# Given request:
Swap every "thickest part" in the material below for "widest part" and write the material out again with nothing else changed. Leave the pictures out.

# Supplied data:
---+---

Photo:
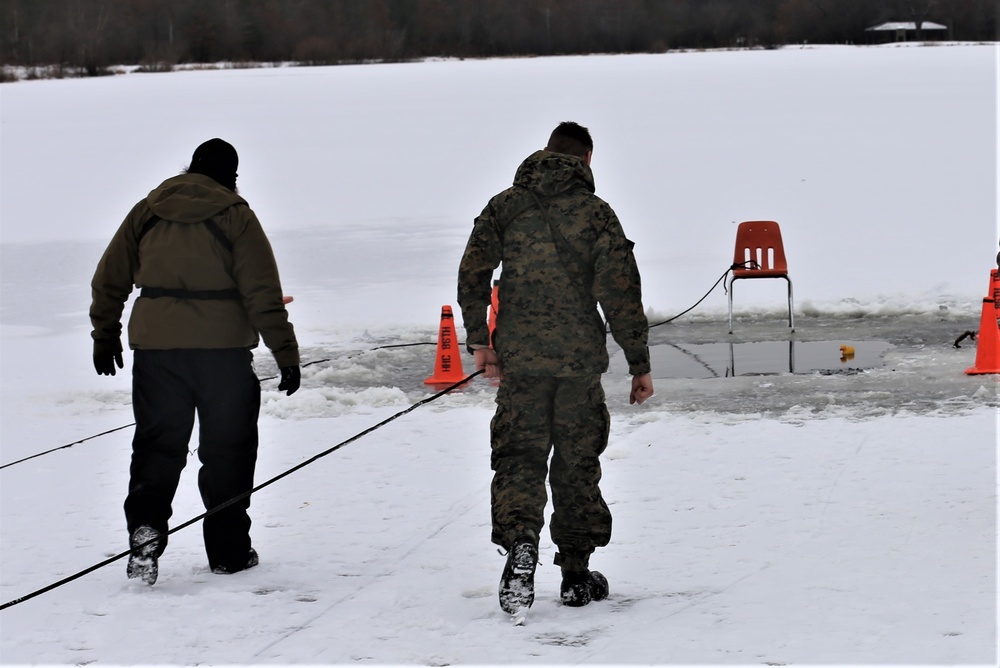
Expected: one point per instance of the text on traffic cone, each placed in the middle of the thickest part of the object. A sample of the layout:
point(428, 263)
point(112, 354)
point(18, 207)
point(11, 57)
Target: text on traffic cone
point(988, 341)
point(448, 365)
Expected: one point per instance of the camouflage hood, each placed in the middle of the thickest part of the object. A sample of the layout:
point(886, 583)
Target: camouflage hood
point(547, 173)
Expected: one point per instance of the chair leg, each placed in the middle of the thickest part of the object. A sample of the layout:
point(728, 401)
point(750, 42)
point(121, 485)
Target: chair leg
point(791, 305)
point(730, 291)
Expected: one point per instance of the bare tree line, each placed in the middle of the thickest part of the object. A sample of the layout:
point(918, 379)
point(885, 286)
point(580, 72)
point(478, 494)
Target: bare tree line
point(92, 35)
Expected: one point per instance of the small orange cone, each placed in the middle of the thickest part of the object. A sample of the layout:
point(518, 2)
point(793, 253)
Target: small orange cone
point(988, 341)
point(448, 366)
point(491, 318)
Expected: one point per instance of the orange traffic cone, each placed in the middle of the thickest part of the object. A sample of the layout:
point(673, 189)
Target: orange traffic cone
point(988, 341)
point(491, 318)
point(448, 366)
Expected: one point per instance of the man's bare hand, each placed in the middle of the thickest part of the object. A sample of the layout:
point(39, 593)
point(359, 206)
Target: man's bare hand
point(487, 361)
point(642, 388)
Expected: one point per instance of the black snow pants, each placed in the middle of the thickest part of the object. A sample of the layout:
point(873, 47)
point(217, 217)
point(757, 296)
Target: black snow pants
point(168, 388)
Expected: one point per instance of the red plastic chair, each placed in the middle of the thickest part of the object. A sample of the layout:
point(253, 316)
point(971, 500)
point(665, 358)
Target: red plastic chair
point(759, 254)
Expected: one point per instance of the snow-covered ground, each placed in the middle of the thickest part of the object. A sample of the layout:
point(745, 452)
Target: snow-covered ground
point(847, 515)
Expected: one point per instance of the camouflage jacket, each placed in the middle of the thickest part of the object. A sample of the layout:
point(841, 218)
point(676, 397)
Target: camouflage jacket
point(557, 266)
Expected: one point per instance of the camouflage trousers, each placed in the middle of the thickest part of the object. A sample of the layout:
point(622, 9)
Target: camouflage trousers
point(567, 417)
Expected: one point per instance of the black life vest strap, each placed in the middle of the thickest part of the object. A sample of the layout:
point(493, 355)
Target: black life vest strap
point(181, 293)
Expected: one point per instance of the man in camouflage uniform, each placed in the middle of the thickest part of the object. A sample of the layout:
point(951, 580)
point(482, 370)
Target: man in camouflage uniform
point(563, 253)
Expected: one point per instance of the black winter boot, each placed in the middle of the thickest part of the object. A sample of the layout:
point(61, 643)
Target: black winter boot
point(145, 544)
point(581, 587)
point(517, 584)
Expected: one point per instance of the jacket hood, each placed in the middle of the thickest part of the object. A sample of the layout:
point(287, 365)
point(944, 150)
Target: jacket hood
point(191, 198)
point(547, 173)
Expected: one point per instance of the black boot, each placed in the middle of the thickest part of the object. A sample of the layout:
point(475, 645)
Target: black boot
point(145, 545)
point(517, 584)
point(581, 587)
point(252, 560)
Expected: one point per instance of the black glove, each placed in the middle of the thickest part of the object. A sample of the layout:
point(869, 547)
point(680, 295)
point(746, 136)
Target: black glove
point(291, 378)
point(106, 355)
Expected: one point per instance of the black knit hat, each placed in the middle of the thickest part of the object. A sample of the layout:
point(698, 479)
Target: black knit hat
point(216, 159)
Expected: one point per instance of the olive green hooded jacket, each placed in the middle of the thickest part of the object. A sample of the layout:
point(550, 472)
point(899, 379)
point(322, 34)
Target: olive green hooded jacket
point(181, 251)
point(563, 252)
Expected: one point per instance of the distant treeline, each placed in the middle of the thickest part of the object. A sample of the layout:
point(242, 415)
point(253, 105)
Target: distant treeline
point(91, 35)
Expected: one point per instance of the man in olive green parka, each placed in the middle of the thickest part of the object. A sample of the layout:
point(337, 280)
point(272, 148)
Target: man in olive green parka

---+---

# Solution for this problem:
Photo:
Expected: one point per instance of the text on traffic cone, each placed in the middle of the widest part of the object. A sample of the layout:
point(428, 263)
point(112, 354)
point(18, 207)
point(11, 57)
Target: text on traffic cone
point(988, 341)
point(448, 365)
Expected: one point per instance of the camouflage hood, each placed in the middle of the widest part of the object. A sample of the layout:
point(886, 583)
Target: camouflage hood
point(547, 173)
Expected: one point per instance of the chair leg, each placed in the middle of the widest part of the object. A sample of the layout:
point(728, 401)
point(750, 42)
point(121, 485)
Target: chair leg
point(791, 305)
point(730, 291)
Expected: one point per instance of the bare tree line, each placed in the middle of the widest part of the object. A sample of the layout:
point(918, 379)
point(885, 286)
point(580, 72)
point(478, 494)
Target: bare tree line
point(92, 35)
Expected: one point per instance of the small orange cone, each placed in the middle of the widest part of the object. A sample of the layout:
point(518, 2)
point(793, 253)
Target: small orange cone
point(988, 341)
point(448, 366)
point(491, 318)
Expected: one point per instance of the orange traffic cone, each placed in the middle of the widest part of the object. A sample of the layout:
point(673, 189)
Target: orange traffic cone
point(988, 341)
point(491, 318)
point(448, 366)
Expected: one point per instance of the man's bare hand, each placed in the middle of the widest part of the object. A sample of the layout:
point(39, 593)
point(359, 206)
Target: man's bare hand
point(487, 361)
point(642, 388)
Expected: one point per instance of the black snow pants, each placed in the middle of the widest part of the object. A sample of the layout:
point(873, 47)
point(217, 217)
point(757, 296)
Target: black snow pants
point(168, 388)
Expected: one point per instance of the red plastic chair, each placed in the middle of the widest part of the object. A sample of the layout:
point(253, 316)
point(971, 500)
point(665, 358)
Target: red plastic chair
point(759, 254)
Expected: one point per instance of the snow-covered ground, each placed in the middle of the widest part of the object. A sample of the layout:
point(745, 452)
Target: snow-covered ground
point(847, 515)
Expected: one point per instance of the camouflage jacket, each placed in the middle of the widest part of the object. A sample of the layout:
point(841, 218)
point(676, 397)
Target: camouflage jacket
point(557, 266)
Expected: one point per instance of the camouflage trousers, each placed in the middle of the widest part of the object. A sample of the layout:
point(622, 9)
Target: camouflage trousers
point(567, 417)
Expected: one point per instance of the black life vest strap, each placed in the middle of the widest part of the object. A sample of the layout:
point(493, 355)
Target: black life vest strap
point(181, 293)
Expected: one point per instance of the man in camouflage uniform, each placed in the middle of the widest part of the object. A sample of the layout:
point(951, 580)
point(482, 370)
Target: man in camouflage uniform
point(563, 253)
Expected: one point per instance of the black winter boot, each placed in the middle of the widest part of the object. A sample of the layout:
point(61, 643)
Target: black winter boot
point(145, 544)
point(581, 587)
point(517, 584)
Expected: one point per instance of the jacket hood, each placed in the middle of the widest part of the object. A sample of the layout:
point(287, 365)
point(944, 150)
Target: jacket hood
point(191, 198)
point(547, 173)
Expected: one point per instance of the black boot, each placed in the middle of the widest part of the object. A sample of the layout:
point(475, 645)
Target: black boot
point(145, 545)
point(517, 584)
point(581, 587)
point(252, 560)
Expected: one point per instance of the black glove, each placed in the middle of the widest part of the object. A sample of the layout:
point(869, 547)
point(680, 295)
point(746, 136)
Target: black glove
point(291, 378)
point(106, 355)
Expected: one point per instance of the black knit hat, each placed in the middle of the widest part of the object. A sample of the layout:
point(698, 479)
Target: black knit hat
point(216, 159)
Expected: one point per instance of the olive green hooded jacket, each placed in the middle of the widest part of the object. A sample of the layout:
point(550, 472)
point(899, 379)
point(322, 34)
Target: olive green hooded jacket
point(181, 251)
point(563, 252)
Expected: one point per instance of the distant treeline, each placed in the middle of the widest part of the object. A sample of the layout:
point(242, 415)
point(253, 105)
Target: distant treeline
point(91, 35)
Expected: one point per instance of the man in olive green parka, each placed in the middle of the widest part of the object. A sample of the layout:
point(337, 280)
point(272, 148)
Target: man in olive green parka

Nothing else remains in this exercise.